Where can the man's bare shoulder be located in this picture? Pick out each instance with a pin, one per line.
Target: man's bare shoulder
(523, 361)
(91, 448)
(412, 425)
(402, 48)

=-=-=

▶ **Exercise goal**: Express every line of the records above as a JSON list of strings, one string per line, and leave out any blank lines.

▶ **Solution to this task**:
[
  "Where can the man's bare shoulder be located in this picture? Pick out each instance with a pin, one per line.",
  "Target: man's bare shoulder",
  "(523, 361)",
  "(91, 448)",
  "(412, 425)",
  "(402, 48)"
]